Page extract:
--

112 pages, full colour, Stucco Fedrigoni paper

A special edition of 33 copies, signed and numbered I-XXXIII, includes a code for one time audio download.
Curated by Em’kal Eyongakpa with Amal Alhaag .
Produced byBoîte (, Rijksakademie Van Beeldende Kunsten(, KHaL!SHRINE (
Printed and bound in Italy. November 2014
© the artist

overview by Amal Alhaag.


You don’t know how hard it is here
The streets is tricky in these parts here
You don’t know how hard this is here
The streets need this shit here— K’naan- T.I.A.

The B-side is the reverse side of a phonograph record. According to the urban dictionary, the B-side is the less popular song
but to audiophiles and the streets, B-side has come to be known as the more experimental, real or true-to-the-streets recording
of an artist. Be-side(s) Work directs us to the unknown side of the coin. A backstage entrance to the unprocessed processes,
blood, sweat and adventures of Em’kal Eyongakpa.
How does one interpret an anarchist archive created within one of the most prestigious institutions in the Netherlands? Shit.
Maybe, a delusional attempt or a facile interpretation of one of the layers of this book and skipping the institutional
bla bla/ hot air could suffice. Since Be-side(s) Works offers many layers of possible truths. Perhaps Be-side(s) Work traces the
boundaries of memories, metaphors, conversations, sounds, dreams and poetry. Perhaps Eyongakpa’s collection of yesteryears
interweaves realities, cities and moments offering us insight into a layered world — sampling experiences that are flavored with
emotions, thoughts and life. In this
recollection—on these pages where reminiscence is celebrated, mourning love and haunting dreams meet casually in a chapter.
While in other corners of the publication coliseums are built for nostalgia, icons and loved ones. Conceivably amassing
digitalized memories in such a manner proposes an overview to the frugality of life.
Walking on dusty glorified roads to nomad’s land, I wondered if ”letters from Etokobarek” speak of collective war amnesia or the
little man’s suffering? Listening to women gossip from the heart, I recognized the similitude to the casual poetry splattered in
the Book of Romance, chapter 17. Perhaps being in Hargeisa, Somaliland, among war ruins, dollars and hope, one overstands the desire to
share depictions of processes of yesteryears since forgetfulness awaits, like a hungry hyena on mankind. What’s memory worth in
time of Face Books?

--

Data section:
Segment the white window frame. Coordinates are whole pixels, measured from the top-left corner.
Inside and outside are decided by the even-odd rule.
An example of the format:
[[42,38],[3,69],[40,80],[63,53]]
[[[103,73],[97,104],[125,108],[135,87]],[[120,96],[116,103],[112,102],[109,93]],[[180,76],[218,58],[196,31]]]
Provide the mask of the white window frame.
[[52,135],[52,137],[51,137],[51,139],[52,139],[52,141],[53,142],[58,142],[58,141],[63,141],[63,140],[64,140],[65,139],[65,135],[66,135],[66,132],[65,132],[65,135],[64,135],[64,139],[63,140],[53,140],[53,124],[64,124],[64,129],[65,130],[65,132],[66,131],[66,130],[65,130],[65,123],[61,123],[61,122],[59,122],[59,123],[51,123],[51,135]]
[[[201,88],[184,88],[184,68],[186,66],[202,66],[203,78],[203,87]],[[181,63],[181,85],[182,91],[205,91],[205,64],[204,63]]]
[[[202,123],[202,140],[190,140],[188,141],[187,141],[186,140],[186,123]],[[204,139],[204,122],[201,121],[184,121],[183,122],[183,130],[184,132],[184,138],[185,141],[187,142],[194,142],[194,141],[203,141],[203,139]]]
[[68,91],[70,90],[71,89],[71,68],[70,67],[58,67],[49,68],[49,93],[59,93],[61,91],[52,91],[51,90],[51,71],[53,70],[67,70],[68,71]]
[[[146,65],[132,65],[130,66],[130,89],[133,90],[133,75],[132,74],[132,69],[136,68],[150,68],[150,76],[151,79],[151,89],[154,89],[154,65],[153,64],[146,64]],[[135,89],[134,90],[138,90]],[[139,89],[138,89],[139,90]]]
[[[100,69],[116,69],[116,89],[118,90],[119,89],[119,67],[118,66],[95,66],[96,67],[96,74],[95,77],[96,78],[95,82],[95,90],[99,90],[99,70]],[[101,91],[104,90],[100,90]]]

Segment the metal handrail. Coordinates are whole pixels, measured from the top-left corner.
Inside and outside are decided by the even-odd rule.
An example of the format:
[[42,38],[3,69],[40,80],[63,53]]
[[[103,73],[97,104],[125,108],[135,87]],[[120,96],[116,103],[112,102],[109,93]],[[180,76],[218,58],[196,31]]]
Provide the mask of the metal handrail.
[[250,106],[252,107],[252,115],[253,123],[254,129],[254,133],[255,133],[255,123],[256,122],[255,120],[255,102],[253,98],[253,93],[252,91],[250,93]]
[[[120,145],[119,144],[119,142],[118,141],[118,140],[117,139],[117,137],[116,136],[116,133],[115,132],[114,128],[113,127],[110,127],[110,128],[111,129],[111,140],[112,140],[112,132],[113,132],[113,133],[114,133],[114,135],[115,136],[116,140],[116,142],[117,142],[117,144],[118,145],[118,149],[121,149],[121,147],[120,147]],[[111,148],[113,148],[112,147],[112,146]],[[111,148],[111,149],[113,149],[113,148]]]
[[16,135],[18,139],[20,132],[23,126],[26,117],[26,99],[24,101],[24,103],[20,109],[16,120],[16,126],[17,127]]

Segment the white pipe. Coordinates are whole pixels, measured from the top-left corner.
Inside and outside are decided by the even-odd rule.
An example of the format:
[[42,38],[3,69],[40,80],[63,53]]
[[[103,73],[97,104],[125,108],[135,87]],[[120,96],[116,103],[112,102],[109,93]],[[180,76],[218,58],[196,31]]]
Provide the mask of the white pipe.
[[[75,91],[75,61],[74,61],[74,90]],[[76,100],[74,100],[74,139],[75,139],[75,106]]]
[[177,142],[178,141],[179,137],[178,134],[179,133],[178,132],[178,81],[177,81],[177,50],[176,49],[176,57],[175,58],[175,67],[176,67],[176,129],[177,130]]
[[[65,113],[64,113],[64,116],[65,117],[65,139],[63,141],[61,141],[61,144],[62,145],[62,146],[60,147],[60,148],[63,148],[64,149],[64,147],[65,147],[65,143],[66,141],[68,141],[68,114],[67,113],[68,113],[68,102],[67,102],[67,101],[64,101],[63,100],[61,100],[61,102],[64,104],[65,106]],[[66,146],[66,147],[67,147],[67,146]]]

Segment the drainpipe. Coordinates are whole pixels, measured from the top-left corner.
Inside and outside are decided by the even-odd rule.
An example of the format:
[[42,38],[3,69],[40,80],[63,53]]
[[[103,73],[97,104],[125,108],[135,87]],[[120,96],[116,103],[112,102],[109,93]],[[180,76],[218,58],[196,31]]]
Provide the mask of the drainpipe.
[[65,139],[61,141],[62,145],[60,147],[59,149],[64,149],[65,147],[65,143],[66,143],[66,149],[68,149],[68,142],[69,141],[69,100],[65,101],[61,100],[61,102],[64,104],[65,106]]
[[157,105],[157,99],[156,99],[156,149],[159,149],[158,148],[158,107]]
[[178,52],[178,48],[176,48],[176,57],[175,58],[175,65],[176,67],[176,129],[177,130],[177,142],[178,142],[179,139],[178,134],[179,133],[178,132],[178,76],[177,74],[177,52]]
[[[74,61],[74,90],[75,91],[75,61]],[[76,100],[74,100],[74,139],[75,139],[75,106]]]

--

What this exercise asks:
1. Can you sum up the page extract in two sentences?
2. Do these statements agree with the page extract? Answer yes or no for each, and quote the words from the page extract that decide it.
(a) The special edition consists of 33 copies.
(b) The book was printed in the Netherlands.
(c) The overview was written by Em'kal Eyongakpa.
3. Answer these questions from the page extract:
(a) What paper is the book printed on?
(b) According to the urban dictionary, what is the B-side?
(c) Which city in Somaliland does the overview mention?

Response list:
1. The page extract describes a 112-page, full-color book printed and bound in Italy in November 2014 and curated by Em'kal Eyongakpa with Amal Alhaag, with a special edition of 33 signed, numbered copies that include a code for one audio download. In her overview, Amal Alhaag compares Be-side(s) Work to a record's B-side, calling it a backstage entrance to the processes, blood, sweat and adventures of Eyongakpa that offers many layers of possible truths.

2.
(a) Yes: "A special edition of 33 copies, signed and numbered I-XXXIII"
(b) No: "Printed and bound in Italy."
(c) No: "overview by Amal Alhaag."

3.
(a) Stucco Fedrigoni paper
(b) The less popular song
(c) Hargeisa